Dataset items
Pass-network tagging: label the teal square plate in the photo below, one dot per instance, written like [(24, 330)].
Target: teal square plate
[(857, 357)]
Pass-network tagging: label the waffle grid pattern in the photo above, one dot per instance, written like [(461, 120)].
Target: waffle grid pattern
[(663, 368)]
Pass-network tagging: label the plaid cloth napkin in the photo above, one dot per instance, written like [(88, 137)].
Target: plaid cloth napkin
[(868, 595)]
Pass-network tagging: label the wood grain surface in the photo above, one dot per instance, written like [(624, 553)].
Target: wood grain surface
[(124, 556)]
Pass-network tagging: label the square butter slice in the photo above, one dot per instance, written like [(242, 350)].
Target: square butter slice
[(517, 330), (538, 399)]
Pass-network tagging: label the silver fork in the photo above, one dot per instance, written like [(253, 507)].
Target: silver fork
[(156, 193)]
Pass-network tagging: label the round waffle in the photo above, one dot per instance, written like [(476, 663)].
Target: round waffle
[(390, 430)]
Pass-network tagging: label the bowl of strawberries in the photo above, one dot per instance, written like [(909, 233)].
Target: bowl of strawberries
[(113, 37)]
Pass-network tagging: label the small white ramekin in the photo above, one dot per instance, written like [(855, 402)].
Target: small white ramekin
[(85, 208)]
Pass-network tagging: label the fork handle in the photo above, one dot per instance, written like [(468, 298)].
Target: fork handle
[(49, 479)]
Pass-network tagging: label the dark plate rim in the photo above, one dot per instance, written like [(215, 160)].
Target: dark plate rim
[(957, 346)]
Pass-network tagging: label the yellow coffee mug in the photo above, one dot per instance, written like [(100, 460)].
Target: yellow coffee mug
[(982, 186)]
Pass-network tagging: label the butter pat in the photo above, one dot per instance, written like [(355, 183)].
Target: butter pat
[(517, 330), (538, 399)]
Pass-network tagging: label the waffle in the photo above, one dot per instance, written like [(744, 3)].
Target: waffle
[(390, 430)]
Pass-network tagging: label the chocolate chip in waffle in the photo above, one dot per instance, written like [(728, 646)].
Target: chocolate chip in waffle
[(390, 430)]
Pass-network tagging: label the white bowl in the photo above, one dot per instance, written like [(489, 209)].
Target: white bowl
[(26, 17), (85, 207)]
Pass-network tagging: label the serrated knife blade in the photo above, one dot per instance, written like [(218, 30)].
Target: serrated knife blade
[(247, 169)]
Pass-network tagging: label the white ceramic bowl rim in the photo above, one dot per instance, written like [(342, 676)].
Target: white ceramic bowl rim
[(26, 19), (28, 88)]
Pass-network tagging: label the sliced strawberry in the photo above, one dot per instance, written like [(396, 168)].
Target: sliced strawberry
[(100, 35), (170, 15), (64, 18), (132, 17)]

* * *

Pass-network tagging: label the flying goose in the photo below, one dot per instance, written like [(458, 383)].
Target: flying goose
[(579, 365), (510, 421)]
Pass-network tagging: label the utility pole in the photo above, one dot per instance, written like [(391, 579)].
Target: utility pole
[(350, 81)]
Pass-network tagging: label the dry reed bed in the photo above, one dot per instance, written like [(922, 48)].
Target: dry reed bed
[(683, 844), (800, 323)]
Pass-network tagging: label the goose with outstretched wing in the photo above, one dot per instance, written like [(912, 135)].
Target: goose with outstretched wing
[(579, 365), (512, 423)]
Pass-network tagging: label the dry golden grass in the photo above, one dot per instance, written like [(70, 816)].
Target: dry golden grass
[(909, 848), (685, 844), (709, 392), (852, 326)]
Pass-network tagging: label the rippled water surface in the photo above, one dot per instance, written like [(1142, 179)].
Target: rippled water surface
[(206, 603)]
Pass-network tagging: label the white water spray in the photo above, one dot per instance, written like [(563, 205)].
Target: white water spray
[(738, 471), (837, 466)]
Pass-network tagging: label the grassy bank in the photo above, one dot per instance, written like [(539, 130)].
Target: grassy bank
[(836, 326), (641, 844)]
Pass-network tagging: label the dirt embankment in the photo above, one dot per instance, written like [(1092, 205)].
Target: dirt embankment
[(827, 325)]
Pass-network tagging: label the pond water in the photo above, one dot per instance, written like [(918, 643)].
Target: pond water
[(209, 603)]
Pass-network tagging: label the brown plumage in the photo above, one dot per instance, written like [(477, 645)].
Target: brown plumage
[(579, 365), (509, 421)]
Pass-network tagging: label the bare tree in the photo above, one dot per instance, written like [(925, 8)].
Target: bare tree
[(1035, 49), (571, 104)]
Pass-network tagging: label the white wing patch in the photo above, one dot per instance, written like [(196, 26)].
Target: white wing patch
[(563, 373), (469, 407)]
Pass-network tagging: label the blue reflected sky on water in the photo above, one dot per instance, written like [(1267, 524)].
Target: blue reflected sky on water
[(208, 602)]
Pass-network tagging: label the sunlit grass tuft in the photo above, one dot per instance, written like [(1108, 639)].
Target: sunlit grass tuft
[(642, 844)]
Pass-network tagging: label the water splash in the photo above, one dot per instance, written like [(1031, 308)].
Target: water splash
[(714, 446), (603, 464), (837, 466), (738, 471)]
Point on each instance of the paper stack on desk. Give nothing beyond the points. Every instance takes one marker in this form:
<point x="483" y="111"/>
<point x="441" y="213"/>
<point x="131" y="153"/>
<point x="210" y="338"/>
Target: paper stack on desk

_WORK TO BE COMPLETED:_
Render the stretch of records from the line containing "Pass-network tagging: label the teal" through the line containing "[(868, 595)]" as a JSON list of strings, one string per line, leaving out blank lines.

_WRITTEN REPLY:_
[
  "Pass-network tagging: label the teal square plate in the photo below, one dot per instance, written like [(24, 330)].",
  "Target: teal square plate",
  "[(857, 357)]",
  "Pass-network tagging: label the waffle grid pattern in the photo above, one dot per instance, written like [(461, 120)].",
  "Target: waffle grid pattern",
  "[(663, 368)]",
  "Pass-network tagging: label the plaid cloth napkin in the photo above, one dot per instance, written like [(88, 137)].",
  "Target: plaid cloth napkin",
  "[(868, 595)]"
]